→ **GIVEN PASSAGE**:
+-------+

The Brief – Let’s get rid of EU presidencies!

The Brief is EURACTIV's evening newsletter.

The upcoming Romanian EU presidency is an important one. On Romania’s watch, the UK is supposed to leave the Union on 29 March and European elections will be held in the remaining 27 countries on 23-26 May. To top things off, an iconic EU summit will be held in the Romanian city of Sibiu on 9 May.

This summit may reveal if the EU has the will to survive and the ambition to reform. What is clear is that the Commission wants a hurdle-free presidency to maximise the chances for Jean-Claude Juncker, who is not seeking re-election, to leave a highly-regarded political legacy.

But the Romanian Presidency is risky. It cannot be excluded that the government in Bucharest may fall as early as next week. And even if it survives, it may not be for long.

Actually, the EU might be better off if the Romanian government were to collapse before 1 January. This would give a chance to Finland, the next presidency on the list, to jump right in and take over from Romania. After 1 January, that will no longer be possible.

We have already seen governments collapsing under presidencies, and some of you will certainly recall the case of the Belgian Presidency, which unfolded (successfully) in 2010 in the absence of a government (under caretaker Prime Minister Yves Leterme).

But Romania is not Belgium. A better example could be the Czech Presidency in 2009, during which Prime Minister Mirek Topolánek made a series of blunders and eventually resigned.

The many gaffes of the Czech Presidency could be symbolised by the controversial eight-tonne sculpture ‘Entropa’, conceived as a depiction of EU countries on the basis of widespread stereotypes.

+-------+

→ **INPUT DATA**:

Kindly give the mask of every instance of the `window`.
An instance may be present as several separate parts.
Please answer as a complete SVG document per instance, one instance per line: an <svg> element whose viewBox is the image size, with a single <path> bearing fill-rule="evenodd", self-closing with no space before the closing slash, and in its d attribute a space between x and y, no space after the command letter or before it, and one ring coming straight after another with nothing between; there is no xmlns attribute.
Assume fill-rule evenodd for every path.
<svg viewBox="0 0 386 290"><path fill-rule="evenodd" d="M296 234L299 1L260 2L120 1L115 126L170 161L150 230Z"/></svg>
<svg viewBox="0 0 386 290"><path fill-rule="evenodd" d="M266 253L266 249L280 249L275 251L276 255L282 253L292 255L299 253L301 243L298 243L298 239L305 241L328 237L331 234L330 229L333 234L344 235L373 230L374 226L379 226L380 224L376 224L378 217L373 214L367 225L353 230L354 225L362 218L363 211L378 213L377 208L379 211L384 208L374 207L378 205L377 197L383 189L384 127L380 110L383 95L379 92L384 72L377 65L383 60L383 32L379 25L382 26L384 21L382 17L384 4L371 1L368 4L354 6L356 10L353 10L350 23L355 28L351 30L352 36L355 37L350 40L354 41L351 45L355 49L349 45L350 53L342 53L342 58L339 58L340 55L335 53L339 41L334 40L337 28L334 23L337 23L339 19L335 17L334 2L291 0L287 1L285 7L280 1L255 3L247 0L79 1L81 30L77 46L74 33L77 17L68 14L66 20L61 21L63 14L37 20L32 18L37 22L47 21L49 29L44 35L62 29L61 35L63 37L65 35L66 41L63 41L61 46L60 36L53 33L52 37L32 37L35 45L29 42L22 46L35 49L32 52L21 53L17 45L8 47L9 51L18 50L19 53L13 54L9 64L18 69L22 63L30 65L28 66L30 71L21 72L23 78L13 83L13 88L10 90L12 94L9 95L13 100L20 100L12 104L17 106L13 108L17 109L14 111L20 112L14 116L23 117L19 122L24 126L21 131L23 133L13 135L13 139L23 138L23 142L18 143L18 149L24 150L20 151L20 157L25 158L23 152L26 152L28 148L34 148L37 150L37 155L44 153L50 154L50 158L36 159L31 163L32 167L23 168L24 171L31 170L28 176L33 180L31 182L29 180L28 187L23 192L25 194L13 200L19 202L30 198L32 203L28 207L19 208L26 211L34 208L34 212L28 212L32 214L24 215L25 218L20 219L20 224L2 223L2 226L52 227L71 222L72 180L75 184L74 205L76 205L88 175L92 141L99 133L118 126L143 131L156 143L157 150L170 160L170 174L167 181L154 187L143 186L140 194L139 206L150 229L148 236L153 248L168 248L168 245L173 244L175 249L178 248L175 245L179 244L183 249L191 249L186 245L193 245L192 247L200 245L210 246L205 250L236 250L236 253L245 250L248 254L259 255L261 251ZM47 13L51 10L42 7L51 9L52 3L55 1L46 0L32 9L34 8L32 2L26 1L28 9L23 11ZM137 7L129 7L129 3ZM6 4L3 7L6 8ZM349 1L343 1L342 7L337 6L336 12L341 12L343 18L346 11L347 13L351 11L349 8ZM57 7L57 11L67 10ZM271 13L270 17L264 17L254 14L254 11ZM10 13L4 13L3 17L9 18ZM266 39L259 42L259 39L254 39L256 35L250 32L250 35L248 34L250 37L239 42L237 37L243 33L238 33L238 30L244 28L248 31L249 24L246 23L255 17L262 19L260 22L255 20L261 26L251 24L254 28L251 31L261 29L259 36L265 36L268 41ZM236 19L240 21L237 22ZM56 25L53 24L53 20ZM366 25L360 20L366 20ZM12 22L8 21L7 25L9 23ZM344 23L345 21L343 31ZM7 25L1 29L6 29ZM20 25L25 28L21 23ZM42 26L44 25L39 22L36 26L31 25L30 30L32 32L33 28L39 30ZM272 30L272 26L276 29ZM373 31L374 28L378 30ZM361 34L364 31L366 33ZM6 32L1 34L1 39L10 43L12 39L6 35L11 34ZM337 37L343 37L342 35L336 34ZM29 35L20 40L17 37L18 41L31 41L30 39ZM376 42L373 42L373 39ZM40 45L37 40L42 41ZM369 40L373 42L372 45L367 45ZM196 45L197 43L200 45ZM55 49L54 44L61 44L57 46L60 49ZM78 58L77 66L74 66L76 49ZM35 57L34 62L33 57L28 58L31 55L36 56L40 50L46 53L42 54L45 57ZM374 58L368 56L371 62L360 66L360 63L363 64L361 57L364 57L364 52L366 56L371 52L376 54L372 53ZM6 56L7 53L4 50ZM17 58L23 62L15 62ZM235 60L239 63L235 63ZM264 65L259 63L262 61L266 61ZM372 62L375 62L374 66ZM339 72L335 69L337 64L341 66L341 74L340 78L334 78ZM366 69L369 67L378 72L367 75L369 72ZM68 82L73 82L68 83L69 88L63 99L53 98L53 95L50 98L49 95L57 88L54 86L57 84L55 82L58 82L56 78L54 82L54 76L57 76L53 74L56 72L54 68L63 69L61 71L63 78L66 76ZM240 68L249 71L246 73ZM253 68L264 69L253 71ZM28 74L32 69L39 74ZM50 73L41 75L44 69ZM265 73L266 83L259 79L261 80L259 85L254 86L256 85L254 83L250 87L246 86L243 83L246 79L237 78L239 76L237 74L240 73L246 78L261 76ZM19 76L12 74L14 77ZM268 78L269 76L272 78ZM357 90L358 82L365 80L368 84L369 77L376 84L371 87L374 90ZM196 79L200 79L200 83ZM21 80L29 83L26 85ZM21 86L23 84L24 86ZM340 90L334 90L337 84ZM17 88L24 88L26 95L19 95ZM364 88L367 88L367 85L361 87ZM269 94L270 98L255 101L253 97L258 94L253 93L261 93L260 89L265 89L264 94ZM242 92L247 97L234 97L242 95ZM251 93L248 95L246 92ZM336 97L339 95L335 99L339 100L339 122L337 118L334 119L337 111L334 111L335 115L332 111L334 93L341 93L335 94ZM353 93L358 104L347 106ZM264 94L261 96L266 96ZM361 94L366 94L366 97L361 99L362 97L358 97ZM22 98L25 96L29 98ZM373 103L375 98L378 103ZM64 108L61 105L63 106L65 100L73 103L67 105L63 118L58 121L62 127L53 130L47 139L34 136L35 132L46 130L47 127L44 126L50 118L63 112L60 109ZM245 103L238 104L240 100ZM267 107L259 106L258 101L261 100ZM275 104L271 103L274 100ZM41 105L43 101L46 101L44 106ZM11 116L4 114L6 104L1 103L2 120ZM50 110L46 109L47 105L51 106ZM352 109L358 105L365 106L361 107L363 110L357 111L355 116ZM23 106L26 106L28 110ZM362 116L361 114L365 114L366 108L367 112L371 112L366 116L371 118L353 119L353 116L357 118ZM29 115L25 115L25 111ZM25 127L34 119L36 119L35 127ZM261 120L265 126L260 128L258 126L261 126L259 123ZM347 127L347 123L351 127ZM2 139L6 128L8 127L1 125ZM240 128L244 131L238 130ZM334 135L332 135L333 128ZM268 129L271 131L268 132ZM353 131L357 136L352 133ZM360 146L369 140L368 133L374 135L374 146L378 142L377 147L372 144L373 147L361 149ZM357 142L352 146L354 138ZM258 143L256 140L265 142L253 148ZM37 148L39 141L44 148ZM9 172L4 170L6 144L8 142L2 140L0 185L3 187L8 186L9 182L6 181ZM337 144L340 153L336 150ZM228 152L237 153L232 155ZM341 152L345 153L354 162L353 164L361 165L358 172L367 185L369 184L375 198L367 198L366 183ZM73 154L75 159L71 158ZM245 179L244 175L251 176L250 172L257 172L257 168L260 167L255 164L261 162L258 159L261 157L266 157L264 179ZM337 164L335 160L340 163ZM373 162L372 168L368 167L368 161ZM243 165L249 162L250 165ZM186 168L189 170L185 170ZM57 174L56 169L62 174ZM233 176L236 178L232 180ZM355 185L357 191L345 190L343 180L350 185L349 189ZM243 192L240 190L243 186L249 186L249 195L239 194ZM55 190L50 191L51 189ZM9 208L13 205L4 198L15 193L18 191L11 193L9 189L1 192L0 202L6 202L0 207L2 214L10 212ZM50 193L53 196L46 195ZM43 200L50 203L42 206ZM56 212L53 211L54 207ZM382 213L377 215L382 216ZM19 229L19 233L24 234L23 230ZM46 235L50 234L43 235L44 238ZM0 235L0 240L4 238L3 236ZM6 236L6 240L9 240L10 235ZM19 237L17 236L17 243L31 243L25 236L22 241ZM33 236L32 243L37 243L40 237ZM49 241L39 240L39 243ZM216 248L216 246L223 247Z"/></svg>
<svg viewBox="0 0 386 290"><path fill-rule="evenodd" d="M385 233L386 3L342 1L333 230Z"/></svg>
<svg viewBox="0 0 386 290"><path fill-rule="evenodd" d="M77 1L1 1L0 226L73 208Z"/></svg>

+-------+

→ **PROMPT**: List every person the newsletter piece on EU presidencies names.

→ **WRITTEN RESPONSE**: Jean-Claude Juncker, Yves Leterme, Mirek Topolánek